• REQUEST 1:
Lay out the entries from the line containing "Where can the green shrub" through the end of the entries as a Markdown table with columns n and Line, one row per nonblank line.

• TEXT EXCERPT:
= = = =

And so you mentioned that juxtaposition of Kashmir and Mumbai, and I'm wondering if that was kind of where you became aware of the concept of environmental justice, or if that was or if it was something else.

Mokshda Kaul

So I mean, I'm really glad you point that out, but that's exactly it. I would find it very unsettling. And it's just, if you look at it, I mean, at the same time as I was growing up, I was reading like, Rawlsian theories of justice and trying to understand, like, who decides, who decides that somebody gets something just by virtue of the fact that they were born in a particular city? Like, I don't have anything to do with the fact that I was born in Mumbai. Okay, and I think that the unsettled feeling never left me, and I think that's what they call acknowledging your privilege. And I was just always affected by it. And also in addition to this, India has lot of issues on the grounds of caste and class, and growing up in a space like that, where you... especially in Mumbai, where it's so cosmopolitan and so it's like a melting pot. You see all of it every single day, and you can't be away from your privilege. You can't face away if you really choose to tap into it. So I guess that's where that idea of environmental justice kind of ticked in my brain.

= = = =

Entries for labeling object positions
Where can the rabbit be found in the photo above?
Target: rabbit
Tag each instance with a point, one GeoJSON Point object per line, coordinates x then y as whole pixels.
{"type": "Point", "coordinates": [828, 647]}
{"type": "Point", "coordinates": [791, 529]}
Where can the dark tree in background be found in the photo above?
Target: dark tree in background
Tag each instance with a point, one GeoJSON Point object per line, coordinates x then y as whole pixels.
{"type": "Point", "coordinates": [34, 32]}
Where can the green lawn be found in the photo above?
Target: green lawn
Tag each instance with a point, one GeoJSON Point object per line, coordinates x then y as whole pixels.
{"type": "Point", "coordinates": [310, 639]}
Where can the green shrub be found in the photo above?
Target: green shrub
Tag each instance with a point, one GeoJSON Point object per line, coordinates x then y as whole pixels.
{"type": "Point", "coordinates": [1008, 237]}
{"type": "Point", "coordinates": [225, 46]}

= = = =

• REQUEST 2:
Which geographic places are named in the interview excerpt?

• FINAL RESULT 1:
| n | Line |
|---|---|
| 1 | Where can the green shrub be found in the photo above? |
| 2 | Target: green shrub |
| 3 | Tag each instance with a point, one GeoJSON Point object per line, coordinates x then y as whole pixels. |
| 4 | {"type": "Point", "coordinates": [1008, 237]} |
| 5 | {"type": "Point", "coordinates": [225, 46]} |

• FINAL RESULT 2:
Kashmir, Mumbai, India